**Pointing dataset entries**.

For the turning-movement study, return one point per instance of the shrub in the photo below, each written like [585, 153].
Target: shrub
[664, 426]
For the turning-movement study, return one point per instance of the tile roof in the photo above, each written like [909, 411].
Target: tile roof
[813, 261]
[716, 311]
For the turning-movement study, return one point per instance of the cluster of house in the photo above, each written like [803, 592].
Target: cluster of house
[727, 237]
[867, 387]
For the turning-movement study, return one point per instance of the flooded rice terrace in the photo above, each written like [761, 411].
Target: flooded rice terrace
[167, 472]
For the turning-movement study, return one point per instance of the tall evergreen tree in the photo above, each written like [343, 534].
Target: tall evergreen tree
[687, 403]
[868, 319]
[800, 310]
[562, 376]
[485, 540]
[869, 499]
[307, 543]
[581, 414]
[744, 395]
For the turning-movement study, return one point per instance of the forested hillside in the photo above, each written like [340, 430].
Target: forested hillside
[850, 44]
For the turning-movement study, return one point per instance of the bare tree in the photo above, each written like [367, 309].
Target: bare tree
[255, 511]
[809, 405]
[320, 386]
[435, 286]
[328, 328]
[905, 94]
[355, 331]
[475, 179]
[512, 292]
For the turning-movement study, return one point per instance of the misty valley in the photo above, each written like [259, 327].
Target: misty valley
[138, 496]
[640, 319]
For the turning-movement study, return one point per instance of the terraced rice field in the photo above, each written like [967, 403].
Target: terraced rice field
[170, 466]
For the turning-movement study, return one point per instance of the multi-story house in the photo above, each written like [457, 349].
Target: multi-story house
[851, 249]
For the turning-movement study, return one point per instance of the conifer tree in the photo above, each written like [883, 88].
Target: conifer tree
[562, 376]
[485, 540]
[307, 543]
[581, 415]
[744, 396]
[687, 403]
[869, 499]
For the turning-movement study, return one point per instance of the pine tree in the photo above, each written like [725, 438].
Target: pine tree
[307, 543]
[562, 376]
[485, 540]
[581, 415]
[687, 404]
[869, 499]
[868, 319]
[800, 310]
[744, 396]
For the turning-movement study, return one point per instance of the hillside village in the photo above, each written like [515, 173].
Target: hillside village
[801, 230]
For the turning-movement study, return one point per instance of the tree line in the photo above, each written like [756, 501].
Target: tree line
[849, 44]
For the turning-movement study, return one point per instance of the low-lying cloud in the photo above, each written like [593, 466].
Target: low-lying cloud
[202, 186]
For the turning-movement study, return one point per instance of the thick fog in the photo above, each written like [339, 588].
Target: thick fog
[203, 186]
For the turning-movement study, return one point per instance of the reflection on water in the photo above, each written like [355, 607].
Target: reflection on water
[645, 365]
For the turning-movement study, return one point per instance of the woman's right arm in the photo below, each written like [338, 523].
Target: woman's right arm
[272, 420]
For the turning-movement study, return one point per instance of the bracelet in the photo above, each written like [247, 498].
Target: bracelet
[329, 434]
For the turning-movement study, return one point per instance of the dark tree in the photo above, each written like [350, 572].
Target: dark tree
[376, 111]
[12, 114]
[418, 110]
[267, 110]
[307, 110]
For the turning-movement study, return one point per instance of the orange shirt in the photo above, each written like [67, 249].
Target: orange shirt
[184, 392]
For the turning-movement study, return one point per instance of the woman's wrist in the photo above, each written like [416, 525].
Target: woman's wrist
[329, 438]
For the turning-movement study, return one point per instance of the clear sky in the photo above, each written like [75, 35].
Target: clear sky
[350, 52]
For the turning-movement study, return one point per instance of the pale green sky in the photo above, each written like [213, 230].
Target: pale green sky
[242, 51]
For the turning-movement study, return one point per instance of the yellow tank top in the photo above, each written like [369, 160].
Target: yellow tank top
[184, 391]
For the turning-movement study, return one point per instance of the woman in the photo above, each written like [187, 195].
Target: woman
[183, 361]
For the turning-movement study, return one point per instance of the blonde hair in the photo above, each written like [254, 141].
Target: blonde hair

**EXERCISE DIRECTIONS**. Rewrite the entries above in full, swapping "turning-movement study" for "traffic-count survey" and leaving every other word unchanged.

**RESULT OF THE TASK**.
For the traffic-count survey, return one point per instance of the shrub in the photo below, each written like [585, 153].
Target: shrub
[664, 426]
For the traffic-count survey, return one point per instance of the tile roof in the photo above, each written like [909, 411].
Target: tile roof
[813, 261]
[716, 311]
For the traffic-count survey, return one point per instance of the cluster of house in the photo above, each written like [803, 592].
Target: cluster of house
[727, 237]
[867, 387]
For the traffic-count survey, return one point per instance of the flooded rice terrace in the photo above, each written like [761, 411].
Target: flooded rice terrace
[167, 472]
For the traffic-count survey, return one point per instance of the tall evergreen tree in the photo above, each written like [343, 534].
Target: tall evergreen tree
[687, 403]
[868, 319]
[800, 310]
[562, 376]
[485, 540]
[869, 499]
[307, 543]
[581, 414]
[744, 395]
For the traffic-count survey, return one point per instance of the forested hillside in the photo above, each written like [340, 430].
Target: forested hillside
[850, 44]
For the traffic-count survey, return one point per instance of the bare tree in the photo above, each written like [367, 309].
Target: bare tree
[255, 511]
[809, 405]
[320, 386]
[435, 286]
[328, 328]
[905, 94]
[355, 331]
[475, 179]
[512, 292]
For the traffic-count survey, return one point per instance of the misty valley in the photo above, each written like [259, 327].
Target: misty valley
[138, 496]
[640, 319]
For the traffic-count survey, return one point per instance of the terraced rice field in the photo above, each written like [967, 403].
Target: terraced rice field
[170, 466]
For the traffic-count survey, return one point per instance of the multi-story house in the photo above, each written like [457, 349].
Target: multi-story house
[851, 249]
For the traffic-count survey, return one point per instance of the conifer tree in the photo above, each written like [883, 88].
Target: conifer tree
[562, 376]
[485, 540]
[307, 543]
[581, 415]
[744, 396]
[687, 403]
[869, 499]
For the traffic-count survey, return one point per instance of the pine tree in the photo above, each written like [725, 438].
Target: pine tree
[307, 543]
[562, 376]
[485, 540]
[581, 415]
[687, 404]
[869, 499]
[868, 319]
[800, 310]
[744, 396]
For the traffic-count survey, return one point per instance of the hillside village in the photo above, each written like [515, 173].
Target: hillside village
[801, 230]
For the traffic-count survey, return one point per instance of the tree line in the photo above, each written like [756, 501].
Target: tree line
[849, 44]
For the traffic-count survey, return one point per instance of the low-lying cloud in the photo above, each written like [593, 466].
Target: low-lying cloud
[202, 186]
For the traffic-count survey, return one point per instance of the thick fog in the photo above, each written like [339, 588].
Target: thick fog
[203, 186]
For the traffic-count survey, return one point per instance of the reflection on water in the photo above, each written like [355, 607].
Target: reflection on water
[645, 365]
For the traffic-count survey, return one point per instance of the woman's right arm in the photo below, each written like [338, 523].
Target: woman's right arm
[272, 420]
For the traffic-count survey, return one point per instance of the bracelet in the photo above, each written like [247, 498].
Target: bracelet
[329, 434]
For the traffic-count survey, return one point per instance of the dark tree in the photo above, each written like [350, 572].
Target: dark tree
[376, 111]
[12, 114]
[418, 110]
[267, 110]
[307, 110]
For the traffic-count survey, return one point per instance of the orange shirt in the photo above, each written like [67, 249].
Target: orange shirt
[184, 392]
For the traffic-count survey, return one point per instance of the woman's wrist in the photo above, each written like [416, 525].
Target: woman's wrist
[329, 438]
For the traffic-count survey, return one point per instance of the clear sky in the photo above, each written like [75, 35].
Target: clear sky
[350, 52]
For the traffic-count survey, return one point per instance of the pale green sky in the photo above, each written like [213, 230].
Target: pale green sky
[242, 51]
For the traffic-count survey, return one point per instance of the yellow tank top in the photo above, each written like [369, 160].
Target: yellow tank top
[184, 391]
For the traffic-count survey, return one point per instance of the woman in the photo above, each written like [187, 195].
Target: woman
[183, 361]
For the traffic-count survey, return one point per instance of the blonde hair in the photo above, each written like [254, 141].
Target: blonde hair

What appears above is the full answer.